[Stored records]
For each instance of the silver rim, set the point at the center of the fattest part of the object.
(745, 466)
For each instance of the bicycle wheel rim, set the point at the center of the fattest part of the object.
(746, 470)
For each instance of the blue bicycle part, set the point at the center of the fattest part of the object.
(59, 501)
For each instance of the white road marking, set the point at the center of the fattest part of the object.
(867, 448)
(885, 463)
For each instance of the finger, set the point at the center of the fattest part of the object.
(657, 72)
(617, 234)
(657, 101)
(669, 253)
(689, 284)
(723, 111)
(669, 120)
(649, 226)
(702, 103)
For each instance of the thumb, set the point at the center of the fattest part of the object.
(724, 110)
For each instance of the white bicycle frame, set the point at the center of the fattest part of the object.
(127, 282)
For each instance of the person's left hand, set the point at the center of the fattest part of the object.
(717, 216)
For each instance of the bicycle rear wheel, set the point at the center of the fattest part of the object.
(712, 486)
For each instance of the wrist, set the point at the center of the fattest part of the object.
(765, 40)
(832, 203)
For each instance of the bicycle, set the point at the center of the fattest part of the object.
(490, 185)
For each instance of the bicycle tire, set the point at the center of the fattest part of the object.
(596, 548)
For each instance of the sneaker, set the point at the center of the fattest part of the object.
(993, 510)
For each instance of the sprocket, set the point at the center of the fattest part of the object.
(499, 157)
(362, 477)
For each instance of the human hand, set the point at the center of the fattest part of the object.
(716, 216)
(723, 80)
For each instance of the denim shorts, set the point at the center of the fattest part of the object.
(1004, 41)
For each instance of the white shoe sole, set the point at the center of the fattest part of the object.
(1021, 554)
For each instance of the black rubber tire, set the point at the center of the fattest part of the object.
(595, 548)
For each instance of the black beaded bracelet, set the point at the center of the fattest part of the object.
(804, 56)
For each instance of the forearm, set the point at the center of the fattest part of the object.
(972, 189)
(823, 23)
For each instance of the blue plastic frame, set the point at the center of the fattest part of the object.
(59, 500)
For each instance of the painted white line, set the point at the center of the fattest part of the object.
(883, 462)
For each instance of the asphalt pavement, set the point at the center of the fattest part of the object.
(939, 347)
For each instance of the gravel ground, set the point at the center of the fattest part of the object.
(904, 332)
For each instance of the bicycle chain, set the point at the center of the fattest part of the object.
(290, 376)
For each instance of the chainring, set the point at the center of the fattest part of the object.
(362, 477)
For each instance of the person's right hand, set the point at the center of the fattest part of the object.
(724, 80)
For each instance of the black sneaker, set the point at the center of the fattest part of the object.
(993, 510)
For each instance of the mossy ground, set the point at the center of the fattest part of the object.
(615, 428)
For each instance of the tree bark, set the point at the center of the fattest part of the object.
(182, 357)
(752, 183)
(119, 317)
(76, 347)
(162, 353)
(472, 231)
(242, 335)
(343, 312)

- Given instruction
Retype, word for word, the lines of the listing starting at the line containing "For each instance of the black sneaker, set" and ending at the last line of the listing, including both.

- The solution
For each instance of the black sneaker, set the point at the center of the fattest part of the object.
(993, 510)
For each instance of the mossy ground, set the point at the center of the fattest part of the object.
(615, 428)
For each instance of the tree bark, set the point at the center of the fattest part of the object.
(182, 357)
(752, 183)
(119, 317)
(76, 347)
(162, 353)
(472, 231)
(242, 335)
(343, 312)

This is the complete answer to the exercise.